Goal of the exercise :: Repeat every one of the rows below verbatim, changing nothing.

Items ::
☆ ☆ ☆ ☆
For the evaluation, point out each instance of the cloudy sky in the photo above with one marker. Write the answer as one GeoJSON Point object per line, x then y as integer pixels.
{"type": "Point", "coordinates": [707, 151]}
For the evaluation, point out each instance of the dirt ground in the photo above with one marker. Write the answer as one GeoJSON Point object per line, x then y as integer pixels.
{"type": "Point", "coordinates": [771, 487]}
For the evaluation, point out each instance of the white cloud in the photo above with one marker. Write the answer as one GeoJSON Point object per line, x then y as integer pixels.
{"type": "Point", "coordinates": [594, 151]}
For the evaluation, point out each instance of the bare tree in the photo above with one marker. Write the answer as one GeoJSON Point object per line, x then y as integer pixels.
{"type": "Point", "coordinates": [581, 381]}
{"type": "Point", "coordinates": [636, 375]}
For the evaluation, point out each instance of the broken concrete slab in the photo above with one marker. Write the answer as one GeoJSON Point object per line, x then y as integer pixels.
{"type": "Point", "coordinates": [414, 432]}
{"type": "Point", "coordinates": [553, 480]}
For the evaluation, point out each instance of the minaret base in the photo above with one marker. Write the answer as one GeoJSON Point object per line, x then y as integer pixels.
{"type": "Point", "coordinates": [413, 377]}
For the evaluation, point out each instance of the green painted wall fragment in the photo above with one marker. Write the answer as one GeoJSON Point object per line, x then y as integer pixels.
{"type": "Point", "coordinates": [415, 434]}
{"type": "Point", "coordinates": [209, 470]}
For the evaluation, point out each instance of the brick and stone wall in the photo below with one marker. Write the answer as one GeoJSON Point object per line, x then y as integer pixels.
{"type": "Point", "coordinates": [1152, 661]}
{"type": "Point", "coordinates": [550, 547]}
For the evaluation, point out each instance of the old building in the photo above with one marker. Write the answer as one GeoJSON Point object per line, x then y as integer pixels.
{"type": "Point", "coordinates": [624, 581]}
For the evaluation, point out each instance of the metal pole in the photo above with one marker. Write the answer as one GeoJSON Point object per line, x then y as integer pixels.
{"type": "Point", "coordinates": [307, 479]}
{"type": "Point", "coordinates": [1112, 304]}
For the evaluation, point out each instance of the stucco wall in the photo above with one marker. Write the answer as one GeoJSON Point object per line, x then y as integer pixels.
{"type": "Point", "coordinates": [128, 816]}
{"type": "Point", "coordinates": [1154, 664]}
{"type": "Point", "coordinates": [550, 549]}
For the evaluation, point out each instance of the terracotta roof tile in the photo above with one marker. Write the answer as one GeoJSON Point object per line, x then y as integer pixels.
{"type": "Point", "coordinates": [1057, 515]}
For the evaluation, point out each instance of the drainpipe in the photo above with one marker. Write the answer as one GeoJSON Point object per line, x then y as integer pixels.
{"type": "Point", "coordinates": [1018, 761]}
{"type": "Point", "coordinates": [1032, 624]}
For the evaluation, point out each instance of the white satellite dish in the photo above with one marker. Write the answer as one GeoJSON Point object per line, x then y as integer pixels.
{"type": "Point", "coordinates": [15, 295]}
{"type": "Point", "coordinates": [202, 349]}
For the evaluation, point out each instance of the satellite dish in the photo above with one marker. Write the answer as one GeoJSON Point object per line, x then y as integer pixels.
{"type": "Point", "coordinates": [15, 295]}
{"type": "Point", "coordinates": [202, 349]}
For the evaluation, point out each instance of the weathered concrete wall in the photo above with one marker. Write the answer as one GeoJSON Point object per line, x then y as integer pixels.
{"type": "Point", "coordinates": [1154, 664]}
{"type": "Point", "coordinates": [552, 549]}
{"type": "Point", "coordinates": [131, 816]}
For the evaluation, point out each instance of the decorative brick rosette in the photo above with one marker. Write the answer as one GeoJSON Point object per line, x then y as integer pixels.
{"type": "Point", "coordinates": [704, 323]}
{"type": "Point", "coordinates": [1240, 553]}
☆ ☆ ☆ ☆
Exercise output ::
For the evaluation, point out each instance of the cloudy sky in the photo above with one marker. Write the answer as one GeoJSON Point object per line, x then y as integer pixels.
{"type": "Point", "coordinates": [707, 151]}
For the evaluation, point out each instance of the dirt ground in the photo above with one marker. Write the answer as one GeoJSON Point object per line, x then y as integer pixels.
{"type": "Point", "coordinates": [771, 487]}
For the evaluation, point out each instance of the white cloud in the photo above with one marker. Write the answer as one GeoJSON Point object per line, x then y as integer pixels.
{"type": "Point", "coordinates": [594, 151]}
For the evaluation, point out each instance of the bare tree in the photo above with one marker. Write the answer as one GeoJSON Point object per line, x then y as integer pixels.
{"type": "Point", "coordinates": [581, 381]}
{"type": "Point", "coordinates": [636, 375]}
For the evaluation, point out each instance of the broken concrete slab in the photo above with one marker. Write the answer as one GeoJSON Point object per line, x then y as integer pixels.
{"type": "Point", "coordinates": [414, 432]}
{"type": "Point", "coordinates": [553, 480]}
For the evaluation, point out each instance of the minaret base in the photo above with one marker. Write the answer as one GeoJSON Point object per line, x then y as integer pixels.
{"type": "Point", "coordinates": [413, 377]}
For the evaluation, point out each instance of the green painted wall fragment in the photo above with one marker. Write the answer as one GeoJSON Point object per line, x then y as integer pixels.
{"type": "Point", "coordinates": [415, 434]}
{"type": "Point", "coordinates": [209, 470]}
For the evaluation, point out each instance of the brick and stone wall in the photo below with one marker. Write the answer as one GeoJSON Point object per line, x then y as integer pixels.
{"type": "Point", "coordinates": [1152, 661]}
{"type": "Point", "coordinates": [550, 547]}
For the evaluation, point out each instance of the old building in the photo above with one marker. Write the answer as one GeoJSON Point object per line, x then y as integer pixels.
{"type": "Point", "coordinates": [624, 581]}
For the evaluation, point out each instance of the metal pole in the photo above with one marker. Write the answer as one GeoJSON Point object per line, x then y as integer pixels.
{"type": "Point", "coordinates": [307, 479]}
{"type": "Point", "coordinates": [1112, 304]}
For the evaluation, point out each instance of the stucco wall in the photo above with one marker. Write the answer as one GeoJSON Point object per line, x then y as integer pixels.
{"type": "Point", "coordinates": [128, 816]}
{"type": "Point", "coordinates": [1154, 664]}
{"type": "Point", "coordinates": [550, 549]}
For the evaluation, point out each instance of the terracotta roof tile in the photo above with one marker. Write the answer as one GeoJSON Point object per line, x then y as integer pixels.
{"type": "Point", "coordinates": [1057, 515]}
For the evaluation, point out each instance of the drainpipe in the photo above with one marker. Write the answer as one GeoJSON Point object per line, x then y as integer pixels.
{"type": "Point", "coordinates": [1018, 761]}
{"type": "Point", "coordinates": [1032, 624]}
For the evaluation, point out each instance of the white satellite dish in the photo above with one marker. Write the answer as one GeoJSON Point object per line, x then y as integer pixels.
{"type": "Point", "coordinates": [15, 295]}
{"type": "Point", "coordinates": [202, 349]}
For the evaluation, point out each instance of the satellite dish in the photo above with one marker. Write the answer as one GeoJSON Point object per line, x then y as integer pixels.
{"type": "Point", "coordinates": [15, 295]}
{"type": "Point", "coordinates": [202, 349]}
For the evaluation, point out each instance of the weathered concrete wall in the photo above with one marker. Write the answer as one GeoJSON Point object per line, x then y as integer pixels.
{"type": "Point", "coordinates": [1154, 664]}
{"type": "Point", "coordinates": [552, 549]}
{"type": "Point", "coordinates": [131, 816]}
For the evaluation, point out each instance of the decorative brick rosette in the photo above with one marker. Write the answer as one GeoJSON Point object per line, x then y as integer pixels.
{"type": "Point", "coordinates": [704, 323]}
{"type": "Point", "coordinates": [1240, 553]}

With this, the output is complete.